## What this task involves:
Edit every line in the records below so that "farthest from its outline" becomes "most distant from its boundary", with nothing else altered. Leave the pictures out of your answer.

## A block of data:
++++++++
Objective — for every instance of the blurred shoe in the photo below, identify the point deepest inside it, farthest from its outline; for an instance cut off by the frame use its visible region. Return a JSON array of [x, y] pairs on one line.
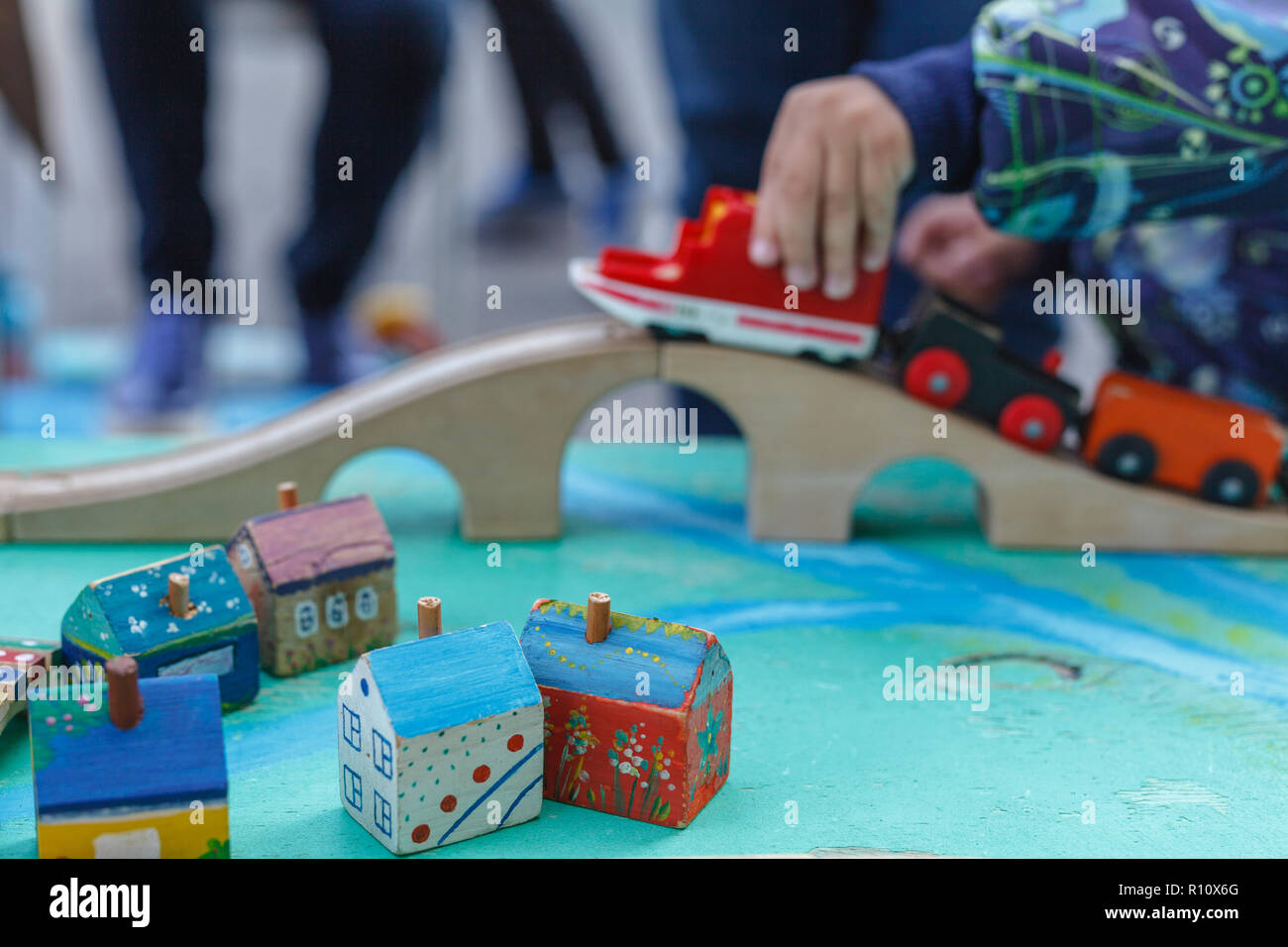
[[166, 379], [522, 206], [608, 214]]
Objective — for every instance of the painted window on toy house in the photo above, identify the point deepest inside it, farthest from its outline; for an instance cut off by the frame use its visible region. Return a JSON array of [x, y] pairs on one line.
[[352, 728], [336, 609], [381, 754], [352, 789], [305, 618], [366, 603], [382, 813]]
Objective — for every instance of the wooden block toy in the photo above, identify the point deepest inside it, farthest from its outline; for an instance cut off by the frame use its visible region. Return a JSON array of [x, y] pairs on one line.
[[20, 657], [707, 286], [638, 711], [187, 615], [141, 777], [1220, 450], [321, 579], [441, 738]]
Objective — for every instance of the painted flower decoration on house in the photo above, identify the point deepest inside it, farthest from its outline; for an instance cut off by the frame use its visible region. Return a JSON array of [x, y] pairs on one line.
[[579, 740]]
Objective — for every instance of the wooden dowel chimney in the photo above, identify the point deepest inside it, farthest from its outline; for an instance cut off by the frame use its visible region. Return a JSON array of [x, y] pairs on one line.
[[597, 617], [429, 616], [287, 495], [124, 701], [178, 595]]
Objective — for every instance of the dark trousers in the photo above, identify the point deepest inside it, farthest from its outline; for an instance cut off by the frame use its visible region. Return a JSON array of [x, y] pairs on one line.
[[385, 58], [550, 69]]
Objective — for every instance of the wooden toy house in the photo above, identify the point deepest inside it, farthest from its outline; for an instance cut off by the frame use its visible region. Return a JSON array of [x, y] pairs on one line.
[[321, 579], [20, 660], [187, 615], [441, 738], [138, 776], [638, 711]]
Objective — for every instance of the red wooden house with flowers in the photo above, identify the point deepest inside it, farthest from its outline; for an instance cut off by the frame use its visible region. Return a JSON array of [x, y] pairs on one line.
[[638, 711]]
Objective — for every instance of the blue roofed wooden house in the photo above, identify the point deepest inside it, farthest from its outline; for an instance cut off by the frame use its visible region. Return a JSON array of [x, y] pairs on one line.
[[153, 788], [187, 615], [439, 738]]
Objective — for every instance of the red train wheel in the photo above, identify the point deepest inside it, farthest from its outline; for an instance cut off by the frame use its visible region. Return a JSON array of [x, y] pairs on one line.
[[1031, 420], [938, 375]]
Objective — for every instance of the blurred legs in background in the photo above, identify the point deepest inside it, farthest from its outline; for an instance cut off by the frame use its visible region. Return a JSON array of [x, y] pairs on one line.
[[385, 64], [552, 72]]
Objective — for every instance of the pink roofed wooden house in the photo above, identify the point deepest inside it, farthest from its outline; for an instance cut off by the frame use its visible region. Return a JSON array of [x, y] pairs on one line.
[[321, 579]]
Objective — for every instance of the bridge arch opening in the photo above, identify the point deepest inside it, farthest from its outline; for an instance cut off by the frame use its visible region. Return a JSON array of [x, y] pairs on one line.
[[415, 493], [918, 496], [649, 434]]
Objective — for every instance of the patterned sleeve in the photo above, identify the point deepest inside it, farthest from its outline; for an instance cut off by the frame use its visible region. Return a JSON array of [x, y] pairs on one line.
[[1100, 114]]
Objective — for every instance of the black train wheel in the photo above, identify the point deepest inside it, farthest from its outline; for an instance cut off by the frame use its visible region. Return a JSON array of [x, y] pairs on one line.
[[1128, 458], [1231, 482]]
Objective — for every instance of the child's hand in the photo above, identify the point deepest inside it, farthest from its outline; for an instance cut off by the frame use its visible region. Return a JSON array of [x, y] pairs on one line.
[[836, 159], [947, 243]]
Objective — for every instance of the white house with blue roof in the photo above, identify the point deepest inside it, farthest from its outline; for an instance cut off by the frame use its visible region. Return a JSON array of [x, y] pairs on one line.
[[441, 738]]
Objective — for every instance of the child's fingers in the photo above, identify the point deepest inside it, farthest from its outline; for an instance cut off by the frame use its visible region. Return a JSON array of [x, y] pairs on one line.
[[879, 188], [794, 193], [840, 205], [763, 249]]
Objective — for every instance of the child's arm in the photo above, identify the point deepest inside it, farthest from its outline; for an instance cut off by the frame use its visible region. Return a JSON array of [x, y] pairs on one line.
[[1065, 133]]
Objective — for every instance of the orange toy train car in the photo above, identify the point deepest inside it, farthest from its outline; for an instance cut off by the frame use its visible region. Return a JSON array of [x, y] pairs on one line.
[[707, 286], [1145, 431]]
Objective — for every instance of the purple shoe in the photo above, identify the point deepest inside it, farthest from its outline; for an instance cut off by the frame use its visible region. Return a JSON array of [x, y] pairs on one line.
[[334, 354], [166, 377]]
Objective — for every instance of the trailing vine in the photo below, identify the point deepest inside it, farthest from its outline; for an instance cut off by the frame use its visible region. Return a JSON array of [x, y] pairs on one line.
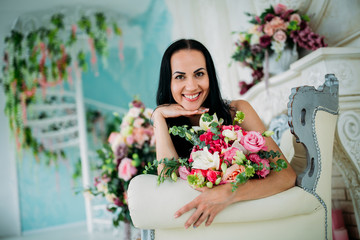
++++++++
## Response to this exercise:
Objective — for every instance of the blurred shoe in the photo below, identify the point deepest inside it, most distant from its boundary; for an instance cut off by the frame use its visible region. Return a JSON array of [x, y] pairs on one line.
[[166, 379], [522, 206], [608, 214]]
Objective — for every instance of the painted window on toy house in the photo above, identify the point deepest inside it, most distant from its boundary; for an instance cut off by the frame use its visible region. Return a JSON array of [x, y] pairs on one line.
[[352, 728], [336, 609], [381, 754], [352, 789], [305, 618], [366, 603], [382, 813]]
Objective — for every instance of the wooden block toy in the photo above, identify the point deepest inside it, most distant from its boundary; for an instance cut off by the frame use its visible region. Return a JSON array of [x, y] pairs on one line.
[[20, 657], [707, 286], [638, 711], [187, 615], [141, 777], [1220, 450], [321, 579], [441, 738]]
Objective — for every instance of the painted flower decoration on house in the photo above, identify the point deepest inside it, most distant from its boundary; for an instance cut off by the frame use its visible region. Return a JSON array of [x, y] pairs on one line.
[[579, 740]]
Objective — for every instance of the wooden dowel chimney in the photo above, identify the point deepest inside it, most distant from its boundary; for an instance cut off by the frame use its visible region. Return a JSON array of [x, y] pairs on one line.
[[597, 617], [429, 616], [287, 495], [124, 701], [178, 595]]
Objective — for every instance of the dark trousers in the photo above, identify the point deepest inside it, most distant from its boundary; for an instance cut off by the frame use its visible region. Return a JSON array of [x, y] pairs on one line.
[[385, 58], [550, 69]]
Objective — for every instance of the wooden toy house in the photo above, identify the point deepest inside it, most distant from its boundary; for an instance cut off by the frame use its visible region. Return a JSON array of [x, y] pairs on one line.
[[321, 579], [20, 660], [187, 615], [441, 738], [138, 776], [638, 711]]
Objective — for every instance of the red wooden house with flowers in the photo above, identify the point deepest inside it, most distant from its boundary; for an instance cut off by the frame use its visible region. Return a JSON array of [x, y] pairs on one line.
[[638, 711]]
Objective — for every instance of the blue roofed wooden house in the photo above, identify the point deepest inside it, most distant from its boundary; for an instance cut off by the frame use its visible region. Return a JSON array of [x, y] pairs on one line.
[[153, 788], [187, 615], [439, 738]]
Objective — for every instance of the red train wheel in the photo above, identify the point deepest inside it, most distant from its boundary; for an instance cut off by the frame use its visible region. Return a JSON array of [x, y] pairs on one line.
[[1031, 420], [938, 375]]
Objective — for every instance of the blurred legs in background in the photo above, identify the point deepest inside it, most distant from its boundary; for an instance cut off by the frame use its visible region. Return a JSON array of [x, y] pairs on one line.
[[385, 64], [552, 72]]
Objective — for every instance of the pink roofed wooden house in the photo above, identify the point deepest inside it, most distant from its boundary; for an instance cut off by the frame use its visible region. Return a JSON array of [x, y] pairs on one line.
[[321, 579]]
Objective — for every instance of the bridge arch opening in the photo above, identify the point deepest inside it, most distant from its boundary; for an instance cut off by the frame use its visible region. Return a JSON array of [x, y] pairs on one line.
[[415, 493], [918, 496], [649, 434]]
Objective — for every instance of the patterned sleeve in the photo above, identify the point deepest inside it, most distant from its boundary; for an instance cut off by the frame use its visible region. Return a JSON array of [x, y] pairs on one line.
[[1100, 114]]
Objective — for every instance of the black train wheel in the photo above, identify the point deepest inside it, most distant from its boundary; for an instance cut off by the frame use its visible region. Return a JSON array of [x, y] pairs on one line.
[[1128, 458], [1231, 482]]
Objective — for every instance of the child's hand in the photo above, identify the point deepest inside it, most distant from its boundary; for an instance cut off by the frame use its visible region. Return a JSON array of [x, y] pairs on one line.
[[836, 159], [947, 243]]
Objective — for every instance of the white house with blue roof in the photo above, identify the point deepest inside it, most distant from its boundary; for an instance cut off by the frame use its visible region. Return a JSON array of [x, y] pairs on one line.
[[441, 738]]
Objective — for every instance of the child's fingers in the photo above, identify the point deepest inside it, most distant from its boundary; for an instance cut off by the frame use its visible region. Return a JSON array of [x, y] pairs on one line.
[[879, 188], [794, 193], [840, 205], [763, 249]]
Objective — for every instance of the child's arm in the photo above, identify the point deepest inside it, most distant from its boundary; for an instance cut off by the frame use its visible region. Return a JSON array of [x, y] pairs on one line.
[[1065, 133]]
Objective — for every instance of the orange toy train car in the photo above, identify the point deepest inside it, most distant from its boundary; for an instance cut off by the frame use its visible region. Return a JSON array of [x, y] pairs on one line.
[[707, 286], [1145, 431]]
Objective — for every instance of the purple shoe in the photo above, identify the point deepest inside it, most distant from its boundary; for an instance cut off by the frame use its visible region. Return a JSON array of [x, y] pairs on one line.
[[334, 354], [166, 377]]
Objective — for every instance of the trailing vine in the photo below, identify the point deepest inside it, most distant from its boundary; for an instance cut off by the frame use its visible region. Return a JSON array of [x, y] pairs on one line.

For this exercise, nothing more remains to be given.